TASK INSTRUCTIONS: Print all the data, keeping every line exactly as it is.

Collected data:
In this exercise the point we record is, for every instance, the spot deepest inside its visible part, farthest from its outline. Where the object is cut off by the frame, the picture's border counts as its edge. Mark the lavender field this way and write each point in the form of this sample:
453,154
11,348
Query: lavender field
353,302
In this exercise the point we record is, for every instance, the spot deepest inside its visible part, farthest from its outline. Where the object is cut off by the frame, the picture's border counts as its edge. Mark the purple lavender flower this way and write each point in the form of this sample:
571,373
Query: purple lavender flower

SOLUTION:
In this exercise the point we record is, for every instance, the spot deepest inside its visible part, farthest from its outline. Where the object is cut off by the frame, the picture's border counts as its edge. Mark the lavender field this way and write each point in the form of this sample:
453,154
11,348
Query: lavender field
353,302
In this exercise the point we record is, for every instance, the spot deepest inside its visible part, farthest from its outline. Where the object is cut off by the frame, the picture's border counts as its edge. Mark the purple lavender flower this way and write each point in the form of this sample:
571,373
Query: purple lavender flower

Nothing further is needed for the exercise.